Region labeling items
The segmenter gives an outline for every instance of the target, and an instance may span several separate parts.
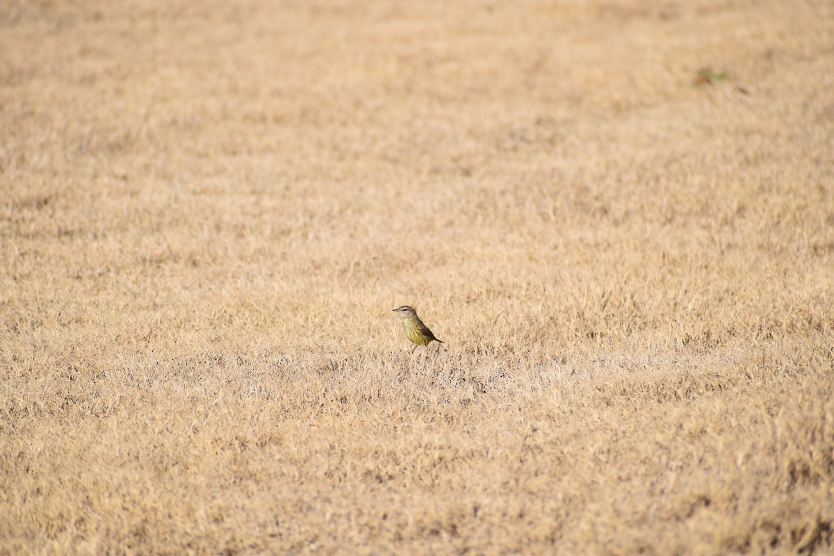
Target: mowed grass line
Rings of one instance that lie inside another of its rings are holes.
[[[822,3],[0,8],[0,553],[830,551]]]

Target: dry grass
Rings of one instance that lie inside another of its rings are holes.
[[[831,553],[831,37],[0,6],[0,553]]]

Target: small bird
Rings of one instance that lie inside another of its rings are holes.
[[[435,338],[435,334],[431,333],[429,327],[423,323],[423,321],[417,316],[417,312],[414,311],[413,307],[403,305],[400,308],[391,310],[399,313],[399,318],[403,321],[403,329],[405,331],[405,335],[408,336],[409,340],[414,343],[414,349],[411,350],[412,353],[414,353],[414,349],[417,349],[417,346],[427,346],[432,342],[443,343],[443,341]]]

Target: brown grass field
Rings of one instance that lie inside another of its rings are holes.
[[[834,553],[830,0],[8,0],[0,249],[0,554]]]

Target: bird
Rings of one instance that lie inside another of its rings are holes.
[[[417,312],[414,311],[413,307],[403,305],[391,310],[399,313],[399,318],[403,321],[403,330],[405,331],[405,335],[409,340],[414,343],[414,347],[411,350],[412,353],[414,353],[414,349],[417,349],[417,346],[427,346],[432,342],[444,343],[443,340],[435,338],[435,334],[431,333],[429,327],[424,324],[423,321],[420,319],[420,317],[417,316]]]

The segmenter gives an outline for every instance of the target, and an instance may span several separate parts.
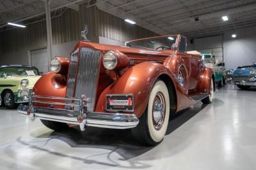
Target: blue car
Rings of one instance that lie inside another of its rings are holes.
[[[256,86],[256,63],[252,66],[238,67],[232,75],[232,83],[243,90]]]

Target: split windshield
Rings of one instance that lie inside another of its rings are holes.
[[[127,43],[125,46],[137,48],[154,49],[158,50],[170,50],[176,43],[177,36],[168,36],[141,39]]]
[[[38,71],[35,67],[6,67],[0,68],[0,76],[1,78],[6,76],[38,76]]]
[[[211,55],[203,55],[203,60],[204,60],[205,63],[213,63],[213,60],[211,57]]]

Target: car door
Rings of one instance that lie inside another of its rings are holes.
[[[182,57],[187,70],[188,89],[188,93],[189,93],[195,90],[198,82],[198,76],[202,67],[202,59],[198,55],[188,54],[186,52],[186,39],[184,36],[180,36],[179,53]]]

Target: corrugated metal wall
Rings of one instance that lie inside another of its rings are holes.
[[[81,31],[84,29],[85,23],[89,28],[88,38],[94,42],[99,41],[99,36],[125,41],[156,35],[136,25],[129,24],[96,7],[87,8],[80,5],[79,11],[67,9],[62,16],[52,19],[53,44],[81,39]],[[1,55],[12,52],[45,47],[45,21],[42,21],[29,25],[24,29],[14,29],[0,32]]]
[[[99,36],[126,41],[136,38],[157,36],[157,34],[141,27],[131,25],[123,19],[98,10]]]

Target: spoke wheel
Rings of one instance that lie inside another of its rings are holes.
[[[131,129],[135,138],[147,145],[155,145],[164,137],[170,117],[169,92],[164,81],[154,84],[148,105],[139,124]]]

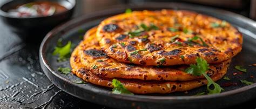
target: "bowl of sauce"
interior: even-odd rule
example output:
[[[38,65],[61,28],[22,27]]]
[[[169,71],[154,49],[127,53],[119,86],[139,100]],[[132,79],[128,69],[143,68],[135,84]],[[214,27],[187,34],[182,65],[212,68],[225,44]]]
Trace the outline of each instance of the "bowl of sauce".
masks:
[[[42,39],[71,18],[75,5],[75,0],[14,0],[1,6],[0,15],[22,39]]]

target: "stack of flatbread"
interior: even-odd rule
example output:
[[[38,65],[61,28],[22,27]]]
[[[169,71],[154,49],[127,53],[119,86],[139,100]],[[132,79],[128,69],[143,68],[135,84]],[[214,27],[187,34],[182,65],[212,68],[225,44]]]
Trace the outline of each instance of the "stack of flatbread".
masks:
[[[72,72],[86,81],[113,87],[116,79],[138,94],[188,91],[207,84],[186,69],[206,61],[215,81],[241,50],[242,36],[224,21],[184,10],[133,11],[88,30],[73,51]]]

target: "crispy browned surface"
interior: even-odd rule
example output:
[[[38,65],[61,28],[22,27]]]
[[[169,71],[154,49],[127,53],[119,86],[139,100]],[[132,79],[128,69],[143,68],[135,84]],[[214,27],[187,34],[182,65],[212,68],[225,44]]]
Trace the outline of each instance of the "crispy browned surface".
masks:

> Given exercise:
What you return should match the records above word for word, minus the pictures.

> Written response:
The segmenter gives an outline for every instance of the target, and an instance may span several separate parts.
Target: mowed grass line
Rings of one instance that lie inside another of its rings are holes.
[[[822,3],[0,8],[0,553],[830,551]]]

Target: dry grass
Rings of one instance that lie inside another of its rings are holes.
[[[831,553],[831,37],[0,6],[0,553]]]

Target: small bird
Rings of one instance that lie inside another of its rings are holes.
[[[435,338],[435,334],[431,333],[429,327],[423,323],[423,321],[417,316],[417,312],[414,311],[413,307],[403,305],[400,308],[391,310],[399,313],[399,318],[403,321],[403,329],[405,331],[405,335],[408,336],[409,340],[414,343],[414,349],[411,350],[412,353],[414,353],[414,349],[417,349],[417,346],[427,346],[432,342],[443,343],[443,341]]]

Target: brown grass field
Rings of one instance that lie inside another of its rings are holes.
[[[834,553],[830,0],[8,0],[0,249],[0,554]]]

Target: bird
Rings of one instance that lie inside another of its rings are holes.
[[[417,312],[414,311],[413,307],[403,305],[391,310],[399,313],[399,318],[403,321],[403,330],[405,331],[405,335],[409,340],[414,343],[414,347],[411,350],[412,353],[414,353],[414,349],[417,349],[417,346],[427,346],[432,342],[444,343],[443,340],[435,338],[435,334],[431,333],[429,327],[424,324],[423,321],[420,319],[420,317],[417,316]]]

The segmenter gives an outline for every instance of the target, and an instance may span several separate parts.
Target: blue car
Rings of one instance that lie inside another of its rings are holes.
[[[256,86],[256,63],[252,66],[238,67],[232,75],[232,83],[243,90]]]

Target: split windshield
Rings of one instance that lie inside another of its rings are holes.
[[[127,43],[125,46],[137,48],[154,49],[158,50],[170,50],[176,43],[177,36],[168,36],[141,39]]]
[[[38,71],[35,67],[6,67],[0,68],[0,76],[1,78],[6,76],[38,76]]]
[[[211,55],[203,55],[203,60],[204,60],[205,63],[213,63],[213,60],[211,57]]]

Target: car door
Rings of one instance that lie inside another of its rings are holes.
[[[182,57],[187,70],[188,89],[188,93],[189,93],[195,90],[198,82],[198,76],[202,67],[202,59],[198,55],[188,54],[186,52],[186,39],[184,36],[180,36],[179,53]]]

Target: corrugated metal wall
Rings of one instance that lie inside another of its rings are holes.
[[[81,31],[84,29],[85,23],[89,28],[88,38],[94,42],[99,41],[99,36],[125,41],[156,35],[136,25],[129,24],[96,7],[87,8],[80,5],[79,11],[67,9],[62,16],[52,19],[53,44],[81,39]],[[1,55],[12,52],[45,47],[45,21],[42,21],[29,25],[24,29],[14,29],[0,32]]]
[[[99,36],[126,41],[136,38],[157,36],[157,34],[141,27],[131,25],[123,19],[98,10]]]

Target: spoke wheel
Rings of one instance that lie inside another of its rings are holes.
[[[131,129],[135,138],[147,145],[155,145],[164,137],[170,117],[169,92],[164,81],[154,84],[148,105],[139,124]]]

target: "bowl of sauce"
interior: even-odd rule
example output:
[[[38,65],[61,28],[22,27]]]
[[[169,71],[154,49],[127,53],[119,86],[139,100]],[[132,79],[128,69],[143,68],[135,84]],[[214,27],[187,34],[182,65],[212,68],[225,44]]]
Trace the outline of each instance of the "bowl of sauce".
masks:
[[[42,39],[71,18],[75,5],[75,0],[14,0],[1,6],[0,15],[22,39]]]

target: "stack of flatbread"
interior: even-odd rule
example output:
[[[38,65],[61,28],[22,27]]]
[[[169,71],[154,49],[127,53],[119,86],[139,100]],[[132,79],[128,69],[143,68],[135,84]],[[214,27],[187,34],[182,65],[212,68],[225,44]]]
Trace the outline of each instance of the "stack of flatbread".
masks:
[[[72,72],[86,81],[113,87],[116,79],[138,94],[188,91],[207,84],[186,69],[206,61],[215,81],[241,50],[242,36],[224,21],[184,10],[133,11],[88,30],[73,51]]]

target: "crispy browned surface"
interior: even-odd rule
example output:
[[[38,65],[61,28],[22,27]]]
[[[169,71],[154,49],[127,53],[119,86],[139,100]],[[132,79],[128,69],[143,68],[135,84]],[[214,27],[187,34],[182,65],[212,68],[225,44]]]
Trace the outline of each instance of the "crispy browned surface".
masks:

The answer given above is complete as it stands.